* **WHAT THE EXERCISE ASKS**:
Write out the lines below again, changing "boat window" to "porthole" and leaving everything else the same.

* **INPUT ROWS**:
## Begin
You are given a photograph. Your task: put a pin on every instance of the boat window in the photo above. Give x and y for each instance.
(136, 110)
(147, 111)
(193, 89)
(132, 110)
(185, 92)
## End
* **IN RESPONSE**:
You are given a photograph. Your task: put a pin on every instance of the porthole in the photo above. Give x and y for each instance.
(136, 110)
(147, 111)
(193, 89)
(132, 110)
(185, 92)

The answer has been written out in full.